Nothing except the pictures should be left out when you reproduce the listing exactly.
Recorded data: Begin
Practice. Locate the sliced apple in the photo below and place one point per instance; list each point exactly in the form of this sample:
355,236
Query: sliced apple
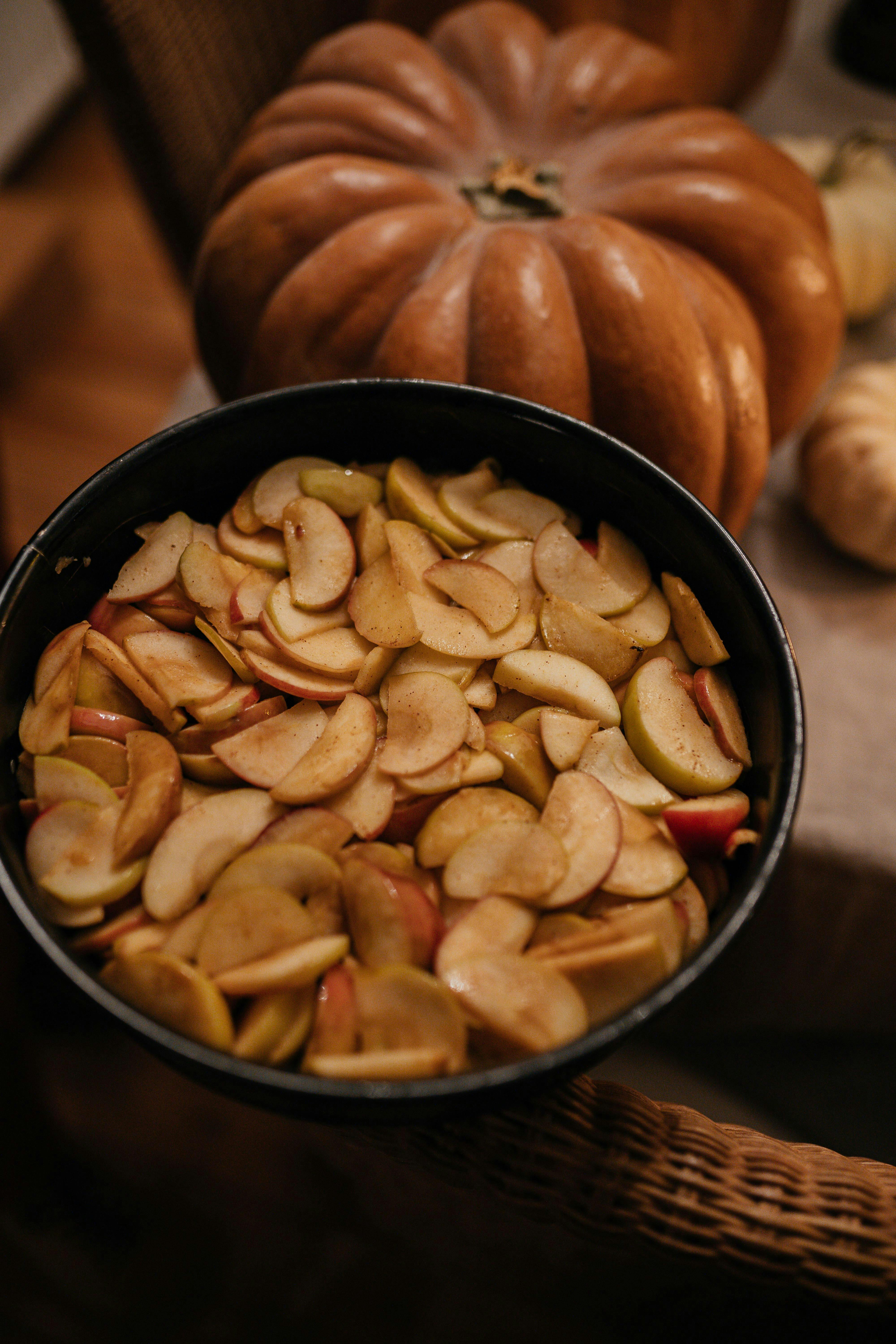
561,681
524,1003
175,994
410,497
666,732
155,565
609,759
389,916
584,815
320,553
336,759
264,550
695,630
199,843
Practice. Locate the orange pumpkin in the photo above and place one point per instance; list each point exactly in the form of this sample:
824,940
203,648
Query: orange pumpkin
534,214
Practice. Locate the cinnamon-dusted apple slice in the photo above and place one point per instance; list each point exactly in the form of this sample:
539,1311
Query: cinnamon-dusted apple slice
389,916
666,732
565,736
717,698
461,815
381,610
155,565
410,497
696,632
175,994
152,799
609,759
585,818
199,843
520,1002
507,859
495,924
336,759
562,681
457,632
584,635
264,550
428,722
320,553
265,753
647,865
342,489
280,486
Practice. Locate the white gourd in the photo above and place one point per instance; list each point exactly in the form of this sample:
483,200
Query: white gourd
848,466
858,183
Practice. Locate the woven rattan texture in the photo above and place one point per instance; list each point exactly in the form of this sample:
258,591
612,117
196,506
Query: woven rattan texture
617,1169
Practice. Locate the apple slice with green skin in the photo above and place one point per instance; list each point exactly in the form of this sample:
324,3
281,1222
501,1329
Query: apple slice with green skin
702,827
320,553
524,1003
561,681
265,753
569,628
507,859
692,626
428,722
199,843
336,759
381,610
647,865
280,486
608,757
454,821
175,994
152,799
648,622
389,916
584,815
155,565
666,732
717,698
457,632
264,552
410,497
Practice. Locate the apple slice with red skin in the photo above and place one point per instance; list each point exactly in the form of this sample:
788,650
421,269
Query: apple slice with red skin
320,553
702,827
389,916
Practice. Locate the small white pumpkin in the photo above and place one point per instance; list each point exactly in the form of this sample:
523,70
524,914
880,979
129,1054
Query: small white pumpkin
858,183
848,466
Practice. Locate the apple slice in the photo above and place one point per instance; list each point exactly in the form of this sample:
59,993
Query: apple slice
389,916
648,865
199,843
695,630
410,497
524,1003
428,722
155,565
336,759
507,859
702,827
320,553
561,681
264,552
265,753
666,732
610,760
584,815
175,994
280,486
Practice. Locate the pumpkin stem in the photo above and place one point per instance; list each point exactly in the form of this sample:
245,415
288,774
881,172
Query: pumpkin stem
854,143
516,190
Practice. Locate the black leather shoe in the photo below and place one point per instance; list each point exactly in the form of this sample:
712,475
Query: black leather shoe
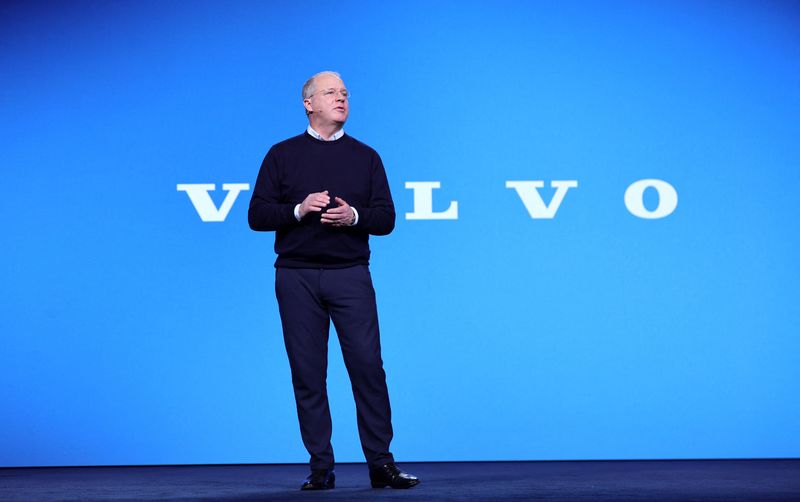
391,475
320,479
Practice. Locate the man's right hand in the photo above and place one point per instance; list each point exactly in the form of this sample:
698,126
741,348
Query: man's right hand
315,202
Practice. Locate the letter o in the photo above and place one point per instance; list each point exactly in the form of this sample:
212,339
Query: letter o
667,199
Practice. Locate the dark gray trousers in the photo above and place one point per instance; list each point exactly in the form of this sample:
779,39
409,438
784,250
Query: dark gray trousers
308,300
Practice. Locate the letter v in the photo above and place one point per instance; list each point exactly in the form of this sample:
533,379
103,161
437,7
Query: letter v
529,193
201,200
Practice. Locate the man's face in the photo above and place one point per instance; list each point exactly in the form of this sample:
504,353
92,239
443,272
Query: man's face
328,107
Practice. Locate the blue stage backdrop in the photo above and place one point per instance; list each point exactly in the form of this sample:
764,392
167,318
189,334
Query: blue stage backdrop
595,254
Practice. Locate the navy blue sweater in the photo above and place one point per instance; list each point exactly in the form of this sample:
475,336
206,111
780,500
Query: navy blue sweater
301,165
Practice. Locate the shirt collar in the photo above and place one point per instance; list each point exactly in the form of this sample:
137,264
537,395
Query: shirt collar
338,134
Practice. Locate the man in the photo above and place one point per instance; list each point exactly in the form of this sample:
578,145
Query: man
323,193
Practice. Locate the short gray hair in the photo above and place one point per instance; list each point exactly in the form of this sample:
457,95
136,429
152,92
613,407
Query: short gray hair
310,87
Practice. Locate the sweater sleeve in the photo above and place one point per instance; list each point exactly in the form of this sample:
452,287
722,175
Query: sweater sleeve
268,211
378,217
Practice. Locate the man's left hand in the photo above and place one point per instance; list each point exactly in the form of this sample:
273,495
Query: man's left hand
340,216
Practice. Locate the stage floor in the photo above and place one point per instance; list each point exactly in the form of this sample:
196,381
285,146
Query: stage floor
678,480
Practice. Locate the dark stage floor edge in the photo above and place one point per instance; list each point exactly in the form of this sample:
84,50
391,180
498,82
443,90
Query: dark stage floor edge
650,480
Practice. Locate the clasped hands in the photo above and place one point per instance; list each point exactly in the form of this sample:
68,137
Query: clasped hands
339,216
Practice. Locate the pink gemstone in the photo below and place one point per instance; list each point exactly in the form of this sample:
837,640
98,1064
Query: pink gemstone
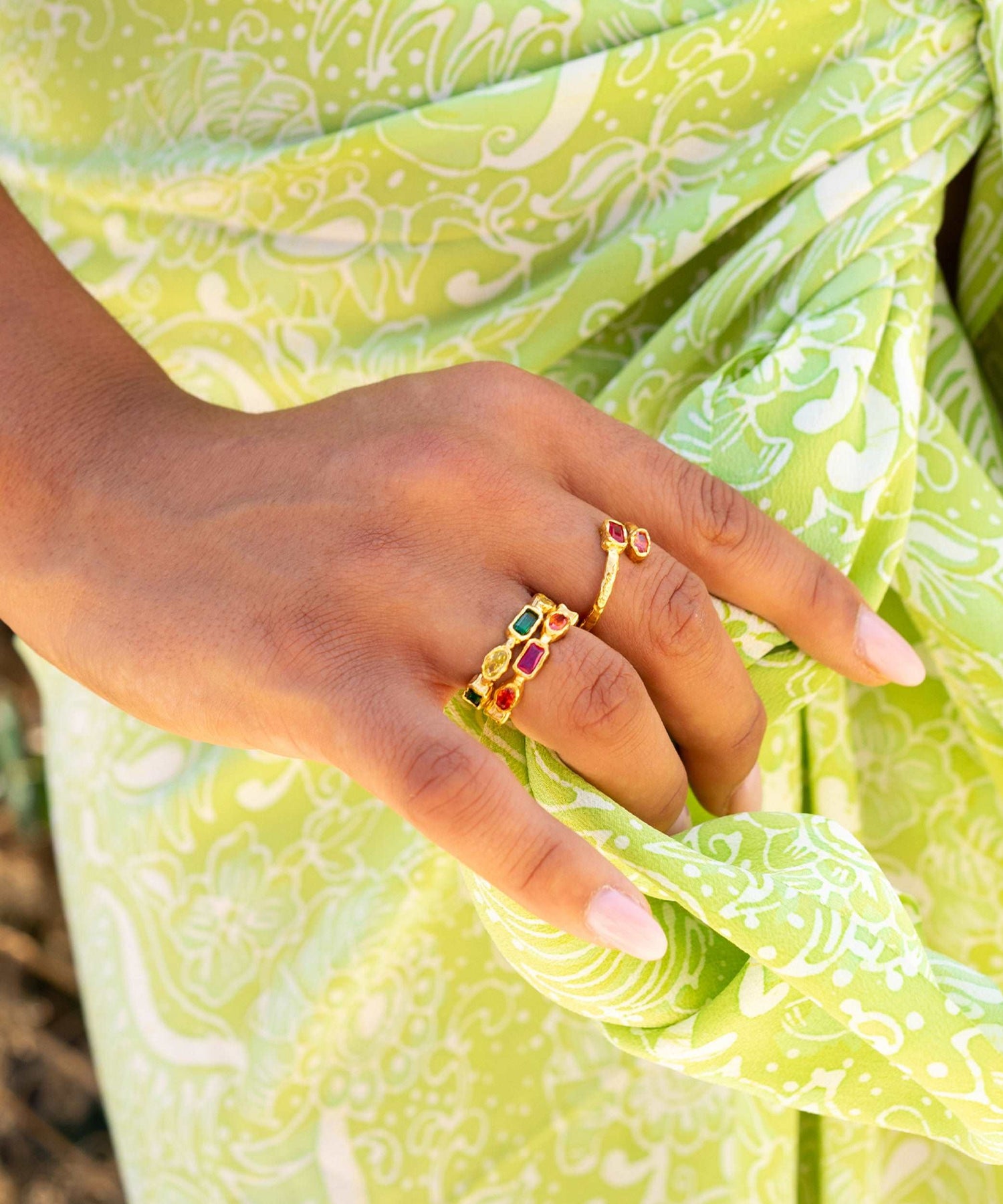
530,658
Recorded data: End
▸ Output for this exercise
Practice. Locate the sliced apple in the photo below and place one point per instance; list each point exactly in the form of this sample:
355,236
Query: sliced apple
561,681
524,1003
175,994
410,497
666,732
155,565
609,759
389,916
584,815
320,553
336,759
264,550
695,630
199,843
Practice. Locate the orange pumpkin in the photo above and place one point per instance; list each point exactly in the form of this sample:
824,940
203,648
Query: orange pumpkin
534,214
Practice. Locate the cinnamon-dusted apple slice in the photo above and place one point per instance; list each point exactly in the form of this sample:
539,1311
Query: cinnamon-dusted apple slice
389,916
666,732
565,736
717,698
461,815
381,610
155,565
410,497
696,632
175,994
152,799
609,759
585,818
199,843
520,1002
507,859
495,924
336,759
562,681
457,632
584,635
264,550
428,722
320,553
265,753
647,865
342,489
280,486
Practice. Locate the white gourd in the photo above and place one point per instance; list each point exactly in the form of this sample:
483,200
Query: white gourd
848,466
858,183
Practice. Locate the woven rattan texture in the photo above and place one point per instance; list each point exactly in the form of this sample:
258,591
612,117
196,506
Query: woven rattan texture
617,1169
Practice. Locate the apple slice with green skin in the photo above and place one point per instance; list each point exactly in the form of this sample:
324,3
281,1222
501,1329
Query: apple slice with green skin
702,827
320,553
524,1003
561,681
265,753
569,628
507,859
692,626
428,722
199,843
336,759
381,610
647,865
280,486
608,757
454,821
175,994
152,799
648,622
389,916
584,815
155,565
666,732
717,698
457,632
264,552
410,497
Practice. Locate the apple slice with red skin in the photo above and place one point per instance; list each point exactly in the form of this sample:
788,650
421,269
Query: apple slice with red skin
320,553
702,827
389,916
Practice. Locate the small white pumpkin in the photo above and place one point per instance; list each point exactly in the form of this sample:
523,70
524,914
880,979
129,1054
Query: small white pumpkin
858,183
848,466
Practice. Locate the apple slice in the photo above and place one point per instance; list each point exactly in the form of this sample:
59,993
Query: apple slice
389,916
648,865
199,843
695,630
410,497
524,1003
428,722
155,565
336,759
507,859
702,827
320,553
561,681
264,552
265,753
666,732
610,760
584,815
175,994
280,486
Practice. Locate the pumpkin stem in the photo above and place one point per instance; list each point exactly in the form of this sample:
245,415
288,774
881,172
Query: pumpkin stem
854,143
516,190
Practice. Locate the black leather shoe in the photo below and place one point per instance; list each point exactly in the form of this sample:
712,475
Query: black leather shoe
391,475
320,479
Practice. Locate the man's right hand in the photo above and place one point per instance; list each point exactly in the form of this sample:
698,126
741,348
Query: man's right hand
315,202
Practice. Locate the letter o in the photo above and place one point per instance; list each point exactly in the form of this sample:
212,339
Query: letter o
667,199
Practice. Locate the dark gray trousers in the photo above and place one point per instance; list each point exactly in the form of this sample:
779,39
409,438
784,250
Query: dark gray trousers
308,300
Practice. Locate the letter v in the photo above and place one point per instance; list each point exactly in the form of this sample:
533,379
103,161
437,7
Query: letter v
529,193
201,200
Practice. Locate the man's face in the photo above and place one point per instance; list each point exactly in the form of this sample:
504,353
92,239
443,272
Query: man's face
328,107
Practice. Locate the blue stage backdrop in the photo above and place one point per instance; list each point exactly in the form of this sample:
764,392
167,318
189,334
Query: blue stage backdrop
595,254
Practice. Locate the navy blue sweater in the photo above and place one point per instance; list each point exactly in the form of this sample:
475,336
206,111
780,500
Query: navy blue sweater
301,165
Practice. Locate the shirt collar in the photo above and place one point per instance; list each point exactly in the form of this sample:
137,264
537,395
Query: shirt collar
338,134
Practice. Locate the man in the photo above and place one point per instance; list each point exactly in the form of this sample:
578,145
Query: man
323,193
Practice. Locate the short gray hair in the photo above and place one point per instance; list each point exactly in the form of this sample:
457,95
136,429
152,92
613,407
Query: short gray hair
310,87
Practice. Locate the sweater sleeve in the photo above and place one point per instance; list each point exactly in the form of this sample:
452,287
722,175
Query: sweater sleeve
268,211
378,217
Practice. Locate the man's left hand in the photo above and place one point per instance; list each point exactly in the form of this sample:
273,495
Query: man's left hand
340,216
Practice. Locate the stage floor in the photo above and place one point per instance; list each point exactly in the form of this sample:
196,381
285,146
Query: stage floor
678,480
Practice. Locate the dark stage floor edge in the photo above and place one point per instance; list each point exactly in the form of this sample:
84,50
391,180
498,82
443,90
Query: dark stage floor edge
650,480
Practice. Locate the clasped hands in the photo above and place one point per instance; list each point exactly in the form of this sample:
68,137
Query: clasped hands
339,216
Practice. Locate the pink gemstone in the photo below and place one point per instance; list each point exactly in the form of this sample:
837,640
98,1064
Query: pink gemstone
530,658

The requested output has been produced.